> REQUIREMENTS: Rewrite the rows from the one containing "task | locate a point on every instance of the raised" through the one containing "x=376 y=383", keeping the requests as they are. In the answers, raise every x and y coordinate by 146.

> DATASET RECORDS:
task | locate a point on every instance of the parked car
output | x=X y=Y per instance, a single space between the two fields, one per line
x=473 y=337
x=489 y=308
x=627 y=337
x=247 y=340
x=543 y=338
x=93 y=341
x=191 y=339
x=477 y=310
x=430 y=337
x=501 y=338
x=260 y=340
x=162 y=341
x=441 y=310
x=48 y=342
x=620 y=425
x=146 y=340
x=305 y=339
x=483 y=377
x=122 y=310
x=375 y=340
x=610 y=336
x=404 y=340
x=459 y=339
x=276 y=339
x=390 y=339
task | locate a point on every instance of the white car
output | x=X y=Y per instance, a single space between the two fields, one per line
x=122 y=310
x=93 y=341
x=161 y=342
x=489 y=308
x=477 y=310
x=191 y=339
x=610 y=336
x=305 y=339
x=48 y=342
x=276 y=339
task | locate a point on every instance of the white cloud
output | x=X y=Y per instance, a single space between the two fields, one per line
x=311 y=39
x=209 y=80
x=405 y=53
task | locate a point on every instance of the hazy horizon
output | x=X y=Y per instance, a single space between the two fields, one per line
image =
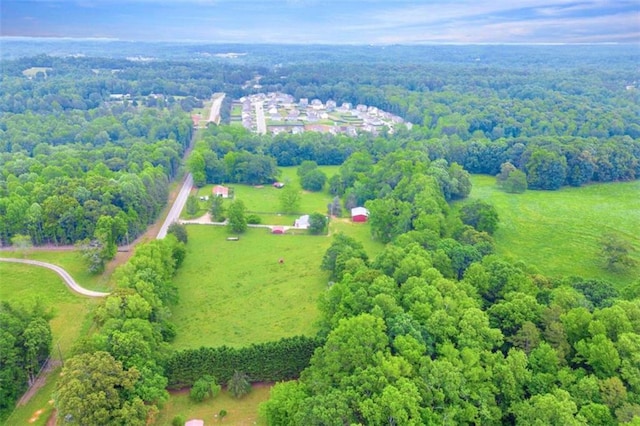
x=349 y=22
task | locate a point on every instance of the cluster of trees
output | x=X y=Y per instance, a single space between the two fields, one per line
x=63 y=170
x=25 y=343
x=230 y=154
x=119 y=369
x=264 y=362
x=409 y=340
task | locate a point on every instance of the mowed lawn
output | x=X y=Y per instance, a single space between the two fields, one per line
x=28 y=285
x=558 y=232
x=237 y=292
x=72 y=262
x=265 y=199
x=243 y=411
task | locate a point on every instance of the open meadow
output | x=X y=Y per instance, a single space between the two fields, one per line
x=264 y=200
x=27 y=285
x=558 y=232
x=240 y=412
x=237 y=292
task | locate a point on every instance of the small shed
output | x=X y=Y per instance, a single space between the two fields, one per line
x=302 y=222
x=359 y=214
x=220 y=191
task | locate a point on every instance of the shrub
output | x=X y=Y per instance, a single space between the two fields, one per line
x=203 y=388
x=254 y=219
x=239 y=385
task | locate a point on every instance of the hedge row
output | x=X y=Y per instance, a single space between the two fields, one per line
x=265 y=362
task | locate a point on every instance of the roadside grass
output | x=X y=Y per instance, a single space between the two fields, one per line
x=558 y=232
x=72 y=262
x=27 y=285
x=264 y=200
x=37 y=411
x=236 y=292
x=239 y=411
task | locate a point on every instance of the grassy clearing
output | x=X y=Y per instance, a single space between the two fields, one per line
x=265 y=199
x=25 y=284
x=558 y=232
x=72 y=263
x=239 y=411
x=236 y=292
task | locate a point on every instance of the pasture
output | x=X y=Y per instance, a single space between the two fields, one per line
x=72 y=262
x=558 y=232
x=241 y=411
x=28 y=285
x=264 y=200
x=237 y=292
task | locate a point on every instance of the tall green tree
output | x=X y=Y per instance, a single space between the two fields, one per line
x=94 y=388
x=289 y=199
x=237 y=217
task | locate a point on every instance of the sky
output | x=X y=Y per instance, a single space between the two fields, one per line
x=327 y=21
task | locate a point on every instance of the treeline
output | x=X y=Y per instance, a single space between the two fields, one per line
x=264 y=362
x=119 y=369
x=61 y=171
x=25 y=344
x=436 y=330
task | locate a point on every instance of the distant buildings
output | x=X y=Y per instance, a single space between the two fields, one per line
x=277 y=112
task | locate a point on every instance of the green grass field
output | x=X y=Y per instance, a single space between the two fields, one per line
x=73 y=263
x=558 y=232
x=242 y=411
x=265 y=199
x=236 y=292
x=27 y=285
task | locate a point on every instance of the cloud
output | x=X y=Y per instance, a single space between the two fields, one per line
x=331 y=21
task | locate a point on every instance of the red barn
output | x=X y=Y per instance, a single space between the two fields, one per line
x=220 y=191
x=359 y=214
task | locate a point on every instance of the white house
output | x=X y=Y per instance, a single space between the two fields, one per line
x=302 y=222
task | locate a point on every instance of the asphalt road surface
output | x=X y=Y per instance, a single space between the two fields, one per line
x=178 y=205
x=68 y=279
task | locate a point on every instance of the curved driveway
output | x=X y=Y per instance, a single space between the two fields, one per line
x=68 y=279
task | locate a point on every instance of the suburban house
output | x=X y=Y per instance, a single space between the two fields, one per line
x=359 y=214
x=220 y=191
x=277 y=229
x=302 y=222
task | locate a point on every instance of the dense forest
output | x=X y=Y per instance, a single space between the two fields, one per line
x=435 y=329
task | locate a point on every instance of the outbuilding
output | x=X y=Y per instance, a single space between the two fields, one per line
x=359 y=214
x=277 y=230
x=220 y=191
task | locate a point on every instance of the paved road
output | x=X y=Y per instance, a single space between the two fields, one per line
x=178 y=205
x=68 y=279
x=261 y=123
x=214 y=114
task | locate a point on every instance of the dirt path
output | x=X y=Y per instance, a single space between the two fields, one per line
x=66 y=277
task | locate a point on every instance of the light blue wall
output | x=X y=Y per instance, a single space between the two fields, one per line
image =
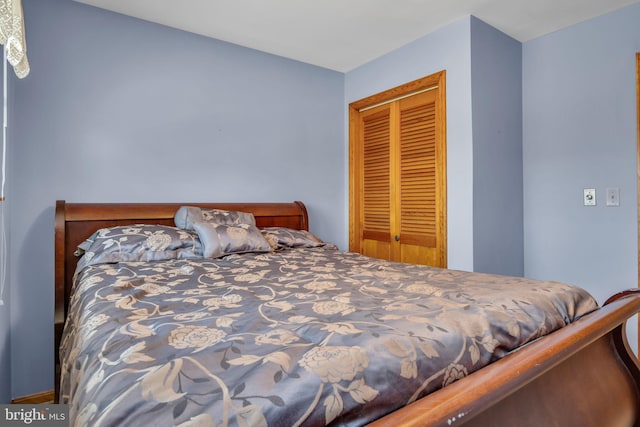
x=5 y=319
x=120 y=110
x=445 y=49
x=496 y=86
x=579 y=109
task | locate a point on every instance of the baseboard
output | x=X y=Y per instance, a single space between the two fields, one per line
x=42 y=397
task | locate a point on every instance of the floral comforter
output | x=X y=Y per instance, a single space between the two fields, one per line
x=296 y=337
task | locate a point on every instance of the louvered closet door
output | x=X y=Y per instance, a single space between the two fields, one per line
x=376 y=182
x=398 y=174
x=417 y=180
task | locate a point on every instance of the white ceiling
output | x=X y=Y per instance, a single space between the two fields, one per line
x=344 y=34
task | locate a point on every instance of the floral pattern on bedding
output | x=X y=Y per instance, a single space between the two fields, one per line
x=307 y=336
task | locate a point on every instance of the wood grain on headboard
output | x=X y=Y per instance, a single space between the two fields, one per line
x=75 y=222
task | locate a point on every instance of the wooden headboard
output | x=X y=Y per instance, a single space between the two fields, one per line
x=75 y=222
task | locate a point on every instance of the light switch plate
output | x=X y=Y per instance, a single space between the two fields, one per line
x=589 y=196
x=613 y=196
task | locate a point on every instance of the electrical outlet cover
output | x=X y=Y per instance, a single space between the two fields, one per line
x=589 y=196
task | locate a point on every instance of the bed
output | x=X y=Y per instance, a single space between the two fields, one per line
x=301 y=334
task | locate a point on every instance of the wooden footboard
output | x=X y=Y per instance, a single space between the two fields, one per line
x=582 y=375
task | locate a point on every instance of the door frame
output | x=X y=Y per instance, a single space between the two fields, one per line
x=438 y=80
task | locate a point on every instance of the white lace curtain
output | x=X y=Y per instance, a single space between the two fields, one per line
x=12 y=36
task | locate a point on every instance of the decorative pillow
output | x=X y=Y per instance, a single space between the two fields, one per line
x=187 y=216
x=224 y=239
x=140 y=242
x=281 y=237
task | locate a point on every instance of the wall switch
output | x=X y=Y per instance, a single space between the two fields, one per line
x=589 y=196
x=613 y=196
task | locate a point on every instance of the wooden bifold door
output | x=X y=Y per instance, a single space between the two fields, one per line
x=398 y=173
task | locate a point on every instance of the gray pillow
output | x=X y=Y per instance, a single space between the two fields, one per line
x=281 y=237
x=140 y=242
x=223 y=239
x=186 y=216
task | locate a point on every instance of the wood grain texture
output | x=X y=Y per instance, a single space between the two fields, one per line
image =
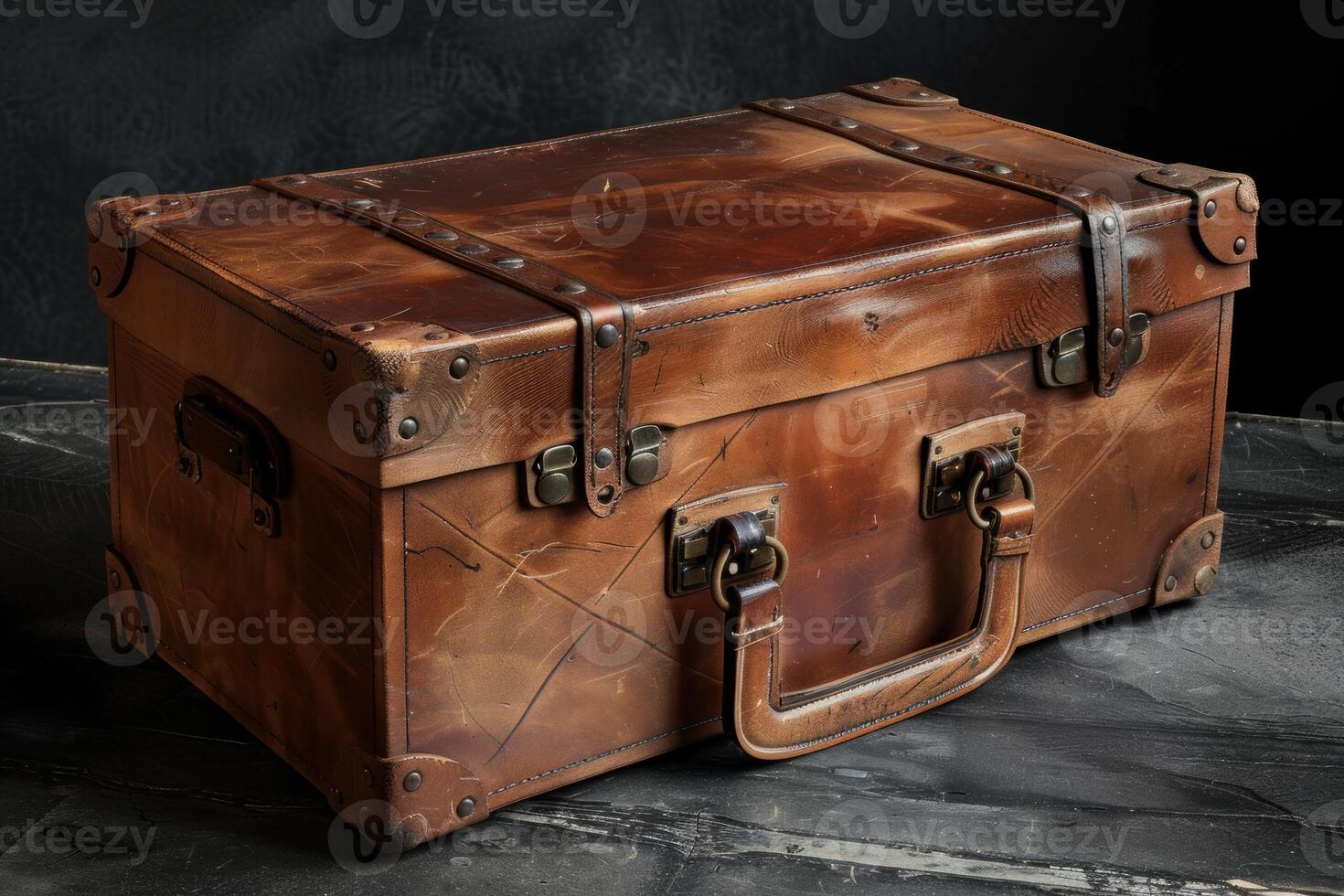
x=1164 y=752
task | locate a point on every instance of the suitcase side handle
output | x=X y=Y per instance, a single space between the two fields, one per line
x=771 y=726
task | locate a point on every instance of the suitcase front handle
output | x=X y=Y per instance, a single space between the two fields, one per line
x=771 y=726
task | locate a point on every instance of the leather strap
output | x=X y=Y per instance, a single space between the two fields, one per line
x=771 y=726
x=605 y=321
x=1104 y=220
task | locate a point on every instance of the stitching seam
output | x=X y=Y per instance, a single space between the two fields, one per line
x=1078 y=613
x=603 y=755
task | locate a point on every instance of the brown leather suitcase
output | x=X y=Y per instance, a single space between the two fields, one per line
x=480 y=475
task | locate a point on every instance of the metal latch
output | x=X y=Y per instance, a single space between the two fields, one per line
x=948 y=469
x=215 y=426
x=644 y=465
x=695 y=536
x=552 y=475
x=1064 y=360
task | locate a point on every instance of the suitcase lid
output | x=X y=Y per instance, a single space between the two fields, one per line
x=485 y=306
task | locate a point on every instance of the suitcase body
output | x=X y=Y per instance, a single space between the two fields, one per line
x=483 y=475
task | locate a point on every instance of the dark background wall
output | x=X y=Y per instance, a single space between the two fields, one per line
x=211 y=93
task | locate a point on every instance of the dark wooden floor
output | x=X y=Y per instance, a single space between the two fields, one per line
x=1195 y=750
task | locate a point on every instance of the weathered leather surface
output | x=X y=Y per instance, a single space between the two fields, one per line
x=732 y=293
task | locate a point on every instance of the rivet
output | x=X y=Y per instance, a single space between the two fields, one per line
x=1204 y=579
x=606 y=336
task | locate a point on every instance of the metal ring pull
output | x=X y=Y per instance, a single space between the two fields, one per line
x=781 y=570
x=974 y=489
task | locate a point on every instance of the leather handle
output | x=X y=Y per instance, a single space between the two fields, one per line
x=772 y=726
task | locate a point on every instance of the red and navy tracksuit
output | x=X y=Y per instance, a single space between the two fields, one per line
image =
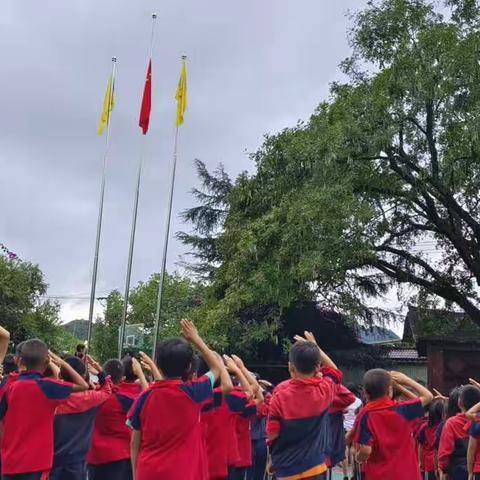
x=28 y=408
x=298 y=424
x=386 y=426
x=167 y=416
x=452 y=452
x=426 y=438
x=73 y=430
x=109 y=456
x=336 y=436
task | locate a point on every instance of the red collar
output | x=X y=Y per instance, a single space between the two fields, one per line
x=167 y=383
x=380 y=404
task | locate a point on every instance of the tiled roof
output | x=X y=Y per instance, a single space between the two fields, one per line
x=404 y=354
x=376 y=336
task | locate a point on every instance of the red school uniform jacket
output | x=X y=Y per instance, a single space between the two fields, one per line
x=168 y=417
x=298 y=423
x=74 y=422
x=218 y=419
x=28 y=409
x=452 y=452
x=386 y=426
x=426 y=438
x=111 y=436
x=243 y=424
x=475 y=433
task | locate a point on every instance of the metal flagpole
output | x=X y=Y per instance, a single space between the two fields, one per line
x=100 y=210
x=165 y=248
x=134 y=222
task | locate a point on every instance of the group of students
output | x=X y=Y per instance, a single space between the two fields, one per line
x=217 y=421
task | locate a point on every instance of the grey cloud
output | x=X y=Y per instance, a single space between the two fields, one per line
x=254 y=68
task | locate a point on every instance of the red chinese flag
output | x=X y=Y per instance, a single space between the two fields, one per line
x=146 y=101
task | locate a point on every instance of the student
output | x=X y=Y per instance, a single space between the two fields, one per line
x=73 y=426
x=426 y=439
x=28 y=409
x=9 y=365
x=452 y=452
x=259 y=435
x=337 y=446
x=384 y=436
x=298 y=415
x=350 y=414
x=218 y=427
x=243 y=422
x=109 y=456
x=167 y=435
x=473 y=453
x=451 y=410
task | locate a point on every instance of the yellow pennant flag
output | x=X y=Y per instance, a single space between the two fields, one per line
x=108 y=104
x=181 y=95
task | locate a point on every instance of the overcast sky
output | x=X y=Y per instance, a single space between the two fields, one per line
x=255 y=67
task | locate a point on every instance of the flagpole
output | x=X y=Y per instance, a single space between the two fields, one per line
x=100 y=211
x=161 y=281
x=134 y=220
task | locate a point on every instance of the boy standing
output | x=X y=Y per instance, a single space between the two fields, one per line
x=452 y=452
x=28 y=409
x=109 y=456
x=73 y=426
x=167 y=440
x=297 y=426
x=384 y=436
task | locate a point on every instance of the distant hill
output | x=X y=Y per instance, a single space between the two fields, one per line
x=78 y=328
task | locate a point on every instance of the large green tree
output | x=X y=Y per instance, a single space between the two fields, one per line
x=23 y=312
x=380 y=188
x=181 y=297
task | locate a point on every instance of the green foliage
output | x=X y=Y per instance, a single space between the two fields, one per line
x=105 y=333
x=22 y=311
x=181 y=297
x=343 y=206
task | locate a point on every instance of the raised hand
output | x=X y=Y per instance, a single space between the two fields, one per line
x=231 y=365
x=189 y=331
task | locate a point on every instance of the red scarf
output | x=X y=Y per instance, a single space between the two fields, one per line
x=380 y=404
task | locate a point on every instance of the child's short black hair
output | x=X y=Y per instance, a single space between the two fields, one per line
x=355 y=389
x=9 y=365
x=469 y=396
x=435 y=413
x=77 y=364
x=174 y=357
x=305 y=357
x=114 y=369
x=130 y=377
x=452 y=405
x=80 y=350
x=34 y=354
x=376 y=383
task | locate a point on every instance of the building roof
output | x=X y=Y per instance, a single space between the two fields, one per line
x=404 y=354
x=376 y=336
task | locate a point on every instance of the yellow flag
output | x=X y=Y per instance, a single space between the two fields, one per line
x=181 y=95
x=108 y=104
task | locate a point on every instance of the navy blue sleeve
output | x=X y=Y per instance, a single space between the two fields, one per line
x=421 y=436
x=133 y=417
x=125 y=402
x=364 y=435
x=236 y=403
x=438 y=435
x=410 y=410
x=54 y=390
x=102 y=378
x=200 y=390
x=475 y=430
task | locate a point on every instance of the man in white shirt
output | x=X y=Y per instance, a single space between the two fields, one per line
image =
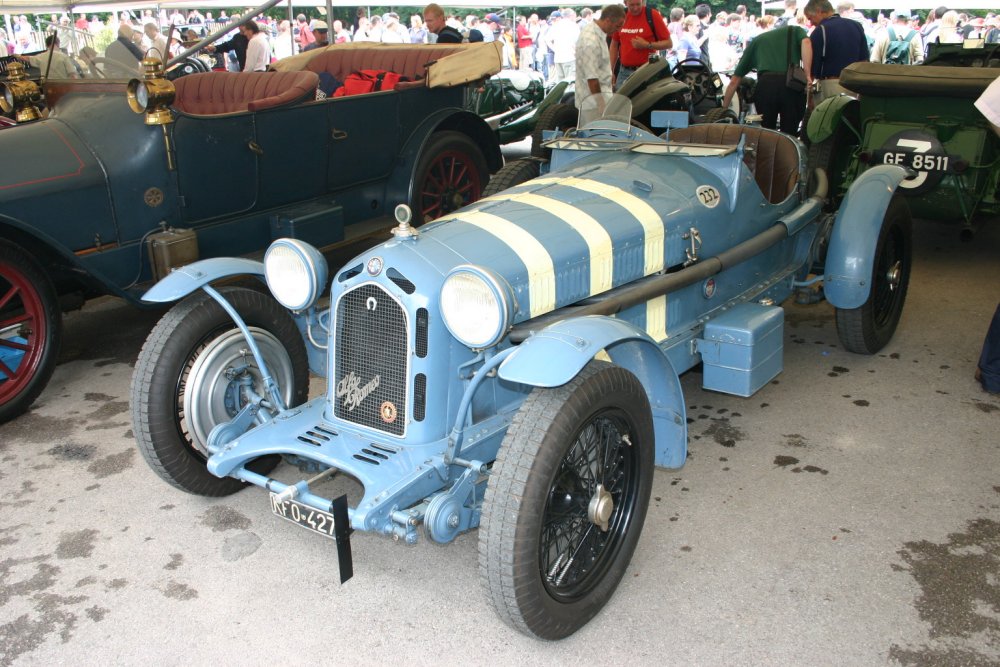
x=156 y=41
x=593 y=64
x=61 y=68
x=562 y=36
x=258 y=48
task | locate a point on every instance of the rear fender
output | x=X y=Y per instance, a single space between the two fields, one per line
x=827 y=115
x=194 y=276
x=851 y=255
x=553 y=357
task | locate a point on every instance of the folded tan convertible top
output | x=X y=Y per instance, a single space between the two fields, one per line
x=881 y=80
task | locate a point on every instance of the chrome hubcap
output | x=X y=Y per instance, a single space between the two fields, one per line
x=601 y=507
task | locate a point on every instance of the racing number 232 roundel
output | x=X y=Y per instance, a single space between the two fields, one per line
x=921 y=152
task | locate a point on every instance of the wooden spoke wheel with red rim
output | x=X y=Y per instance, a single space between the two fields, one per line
x=451 y=174
x=30 y=330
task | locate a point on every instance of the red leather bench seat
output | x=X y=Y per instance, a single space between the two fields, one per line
x=410 y=63
x=214 y=93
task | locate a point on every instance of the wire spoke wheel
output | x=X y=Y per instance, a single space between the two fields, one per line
x=566 y=501
x=592 y=495
x=869 y=327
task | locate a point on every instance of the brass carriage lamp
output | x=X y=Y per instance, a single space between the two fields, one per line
x=152 y=94
x=19 y=94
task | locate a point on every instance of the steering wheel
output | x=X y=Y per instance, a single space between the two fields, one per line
x=189 y=65
x=699 y=79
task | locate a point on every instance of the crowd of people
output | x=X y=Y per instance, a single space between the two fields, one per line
x=547 y=44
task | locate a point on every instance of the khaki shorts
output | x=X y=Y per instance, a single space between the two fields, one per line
x=830 y=88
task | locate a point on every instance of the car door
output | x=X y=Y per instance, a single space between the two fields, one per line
x=293 y=144
x=364 y=137
x=217 y=165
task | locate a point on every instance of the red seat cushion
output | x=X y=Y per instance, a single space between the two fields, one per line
x=213 y=93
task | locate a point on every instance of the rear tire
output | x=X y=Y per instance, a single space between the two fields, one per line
x=512 y=173
x=566 y=501
x=554 y=117
x=180 y=387
x=870 y=327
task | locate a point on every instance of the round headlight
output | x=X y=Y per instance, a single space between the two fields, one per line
x=295 y=272
x=142 y=95
x=476 y=306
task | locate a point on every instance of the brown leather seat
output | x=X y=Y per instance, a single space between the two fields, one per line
x=410 y=63
x=773 y=160
x=214 y=93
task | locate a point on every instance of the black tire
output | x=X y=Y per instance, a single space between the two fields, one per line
x=197 y=337
x=30 y=327
x=804 y=128
x=870 y=327
x=511 y=174
x=450 y=174
x=542 y=476
x=554 y=117
x=720 y=115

> WRITTEN RESPONSE:
task | locate a point on every instance of the raised hand
output | x=X y=Y per instance, a single space between the two fields, one per line
x=377 y=511
x=335 y=477
task | locate a point on every instance of the red scarf
output | x=X y=Y per instance, a single space between the two fields, one per line
x=526 y=550
task | locate a point on every instance of the child's short black hair
output | x=X y=Y per instance, a single space between the two fields, one per line
x=501 y=535
x=155 y=511
x=615 y=542
x=581 y=559
x=223 y=510
x=320 y=503
x=451 y=503
x=260 y=515
x=276 y=523
x=598 y=551
x=226 y=496
x=180 y=500
x=522 y=529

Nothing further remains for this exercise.